┌─ Data for the task
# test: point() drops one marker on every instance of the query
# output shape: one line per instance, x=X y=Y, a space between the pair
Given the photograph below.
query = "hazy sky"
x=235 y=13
└─
(Task to carry out): Revise the items so that each "instance" becomes "occurrence", keeping everything else the same.

(Written response):
# test: point() drops one marker on every occurrence of the query
# output shape: one line per occurrence, x=X y=Y, a space between the pair
Given the photograph below.
query = "hazy sky"
x=235 y=13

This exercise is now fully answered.